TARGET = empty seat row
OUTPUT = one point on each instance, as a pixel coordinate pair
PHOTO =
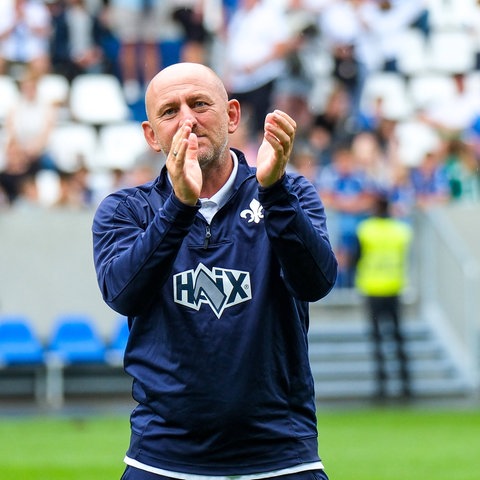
(94, 99)
(74, 340)
(113, 146)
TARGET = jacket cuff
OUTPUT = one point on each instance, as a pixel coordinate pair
(275, 193)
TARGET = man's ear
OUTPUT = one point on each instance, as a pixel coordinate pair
(150, 137)
(234, 115)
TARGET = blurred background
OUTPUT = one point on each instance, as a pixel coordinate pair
(386, 95)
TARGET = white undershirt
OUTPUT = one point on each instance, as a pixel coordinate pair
(253, 476)
(210, 206)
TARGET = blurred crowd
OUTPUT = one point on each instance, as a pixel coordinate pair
(377, 107)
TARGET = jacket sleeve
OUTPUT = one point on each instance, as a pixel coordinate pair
(133, 256)
(296, 227)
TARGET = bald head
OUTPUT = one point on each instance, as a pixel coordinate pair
(180, 74)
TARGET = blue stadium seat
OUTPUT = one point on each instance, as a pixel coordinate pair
(75, 340)
(19, 344)
(116, 349)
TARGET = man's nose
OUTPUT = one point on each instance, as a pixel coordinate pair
(186, 113)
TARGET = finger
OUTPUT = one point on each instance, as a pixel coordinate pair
(180, 140)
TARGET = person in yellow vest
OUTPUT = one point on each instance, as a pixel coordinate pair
(380, 276)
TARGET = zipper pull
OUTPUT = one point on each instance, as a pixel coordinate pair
(208, 234)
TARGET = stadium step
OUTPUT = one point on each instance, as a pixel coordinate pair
(342, 362)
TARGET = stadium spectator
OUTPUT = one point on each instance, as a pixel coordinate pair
(430, 181)
(336, 117)
(385, 21)
(136, 24)
(74, 190)
(78, 40)
(348, 196)
(382, 261)
(30, 122)
(453, 115)
(190, 15)
(17, 169)
(348, 41)
(214, 263)
(463, 171)
(24, 37)
(258, 41)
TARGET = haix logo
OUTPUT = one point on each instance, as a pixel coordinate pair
(219, 288)
(255, 213)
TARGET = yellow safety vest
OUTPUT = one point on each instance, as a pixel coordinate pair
(384, 244)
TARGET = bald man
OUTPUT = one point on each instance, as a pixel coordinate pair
(215, 262)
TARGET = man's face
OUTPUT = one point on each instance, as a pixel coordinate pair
(198, 99)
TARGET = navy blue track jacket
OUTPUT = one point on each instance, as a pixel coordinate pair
(218, 318)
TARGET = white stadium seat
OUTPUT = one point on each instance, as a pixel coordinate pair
(97, 99)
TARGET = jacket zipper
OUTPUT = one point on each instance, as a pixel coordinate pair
(208, 234)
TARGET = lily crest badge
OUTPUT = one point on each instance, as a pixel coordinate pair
(255, 213)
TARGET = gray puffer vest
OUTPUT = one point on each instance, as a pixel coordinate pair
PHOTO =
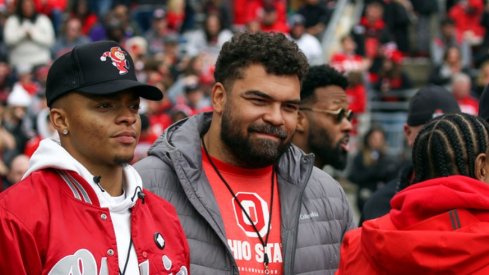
(315, 213)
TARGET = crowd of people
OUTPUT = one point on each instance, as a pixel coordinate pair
(173, 143)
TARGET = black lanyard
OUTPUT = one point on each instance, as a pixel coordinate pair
(264, 243)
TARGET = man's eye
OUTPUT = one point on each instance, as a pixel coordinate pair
(291, 107)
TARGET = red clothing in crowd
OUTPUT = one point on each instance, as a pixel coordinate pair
(357, 102)
(373, 33)
(47, 6)
(439, 226)
(46, 239)
(255, 10)
(347, 62)
(468, 18)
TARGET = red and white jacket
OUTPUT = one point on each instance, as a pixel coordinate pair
(52, 222)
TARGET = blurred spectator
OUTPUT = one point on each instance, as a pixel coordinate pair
(137, 47)
(16, 170)
(429, 102)
(158, 31)
(101, 7)
(461, 89)
(44, 129)
(222, 9)
(209, 39)
(239, 12)
(316, 15)
(81, 10)
(6, 81)
(146, 139)
(195, 97)
(54, 9)
(452, 64)
(392, 77)
(424, 11)
(270, 14)
(446, 39)
(70, 37)
(129, 27)
(307, 43)
(467, 16)
(347, 60)
(109, 29)
(179, 112)
(372, 167)
(397, 16)
(371, 32)
(28, 35)
(25, 77)
(482, 79)
(438, 224)
(14, 120)
(357, 97)
(176, 14)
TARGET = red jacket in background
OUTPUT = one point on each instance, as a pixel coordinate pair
(468, 18)
(48, 224)
(440, 226)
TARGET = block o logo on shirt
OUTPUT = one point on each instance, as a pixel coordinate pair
(257, 209)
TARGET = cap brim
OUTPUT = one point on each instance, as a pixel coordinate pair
(111, 87)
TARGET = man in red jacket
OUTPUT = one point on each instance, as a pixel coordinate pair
(439, 224)
(80, 208)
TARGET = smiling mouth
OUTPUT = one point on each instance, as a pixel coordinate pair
(126, 138)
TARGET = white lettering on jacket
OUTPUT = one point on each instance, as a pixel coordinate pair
(80, 263)
(83, 263)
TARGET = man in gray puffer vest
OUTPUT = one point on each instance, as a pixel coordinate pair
(248, 200)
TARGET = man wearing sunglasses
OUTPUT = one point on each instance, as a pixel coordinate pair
(324, 123)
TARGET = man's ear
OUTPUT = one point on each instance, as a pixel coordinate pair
(302, 122)
(59, 119)
(218, 97)
(481, 172)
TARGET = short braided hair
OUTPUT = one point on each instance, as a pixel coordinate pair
(449, 145)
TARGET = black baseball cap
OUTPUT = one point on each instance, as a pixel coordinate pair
(429, 102)
(97, 68)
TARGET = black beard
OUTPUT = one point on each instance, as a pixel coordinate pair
(253, 153)
(119, 160)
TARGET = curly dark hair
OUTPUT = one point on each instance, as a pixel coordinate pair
(321, 76)
(274, 51)
(449, 145)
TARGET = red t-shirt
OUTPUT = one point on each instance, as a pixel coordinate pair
(253, 188)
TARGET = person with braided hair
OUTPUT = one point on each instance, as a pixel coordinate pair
(440, 222)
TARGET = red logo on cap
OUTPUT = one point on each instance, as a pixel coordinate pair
(118, 58)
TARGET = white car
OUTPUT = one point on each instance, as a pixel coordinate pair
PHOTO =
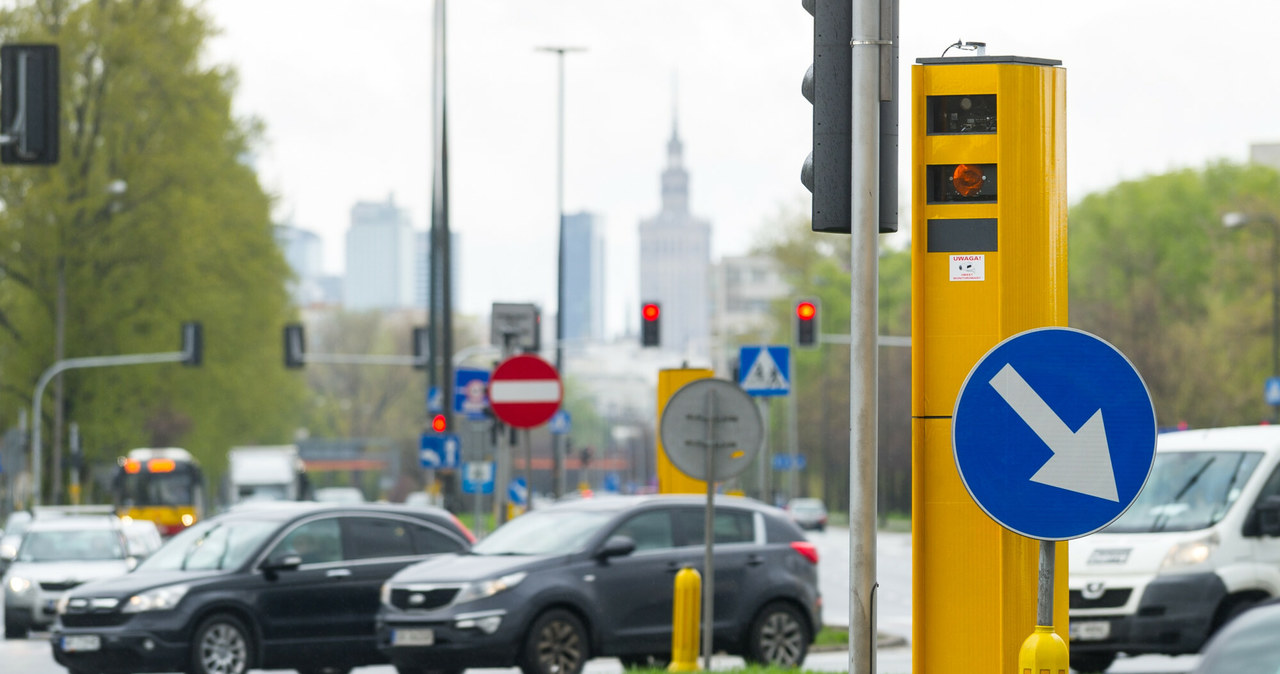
# # # # #
■ **Aim of the exercise**
Could you give back everything in the data from the line containing "TARGET = man wearing sunglasses" down to the end, with "red t-shirt" changed to "red polo shirt" and nothing else altered? Leave the pictures out of your answer.

■ **Reply to the exercise**
TARGET = man wearing sunglasses
OUTPUT = one point on each instance, as a pixel coordinate pair
(324, 123)
TARGET = man's ear
OUTPUT = one point on each instance, as a pixel coordinate pair
(302, 122)
(59, 119)
(218, 97)
(481, 172)
TARGET = short braided hair
OUTPUT = one point on each instance, as a pixel coordinate pair
(449, 145)
TARGET = black baseball cap
OUTPUT = one point on each instance, as a pixel coordinate pair
(429, 102)
(97, 68)
TARGET = black beard
OUTPUT = one point on each instance, as a pixel coordinate pair
(253, 153)
(119, 160)
TARGET = curly dark hair
OUTPUT = one point on each instance, as a pixel coordinate pair
(321, 76)
(274, 51)
(449, 145)
TARGET = red polo shirt
OUTPUT = one point on each instance, as a pixel coordinate pair
(253, 188)
TARGET = person with braided hair
OUTPUT = one point on each instance, as a pixel coordinate pair
(440, 222)
TARGET = red logo on cap
OUTPUT = one point on each instance, as a pixel coordinate pair
(118, 58)
TARGET = white car
OUTPUT = one point on each instance, as a pixel coordinate pair
PHOTO =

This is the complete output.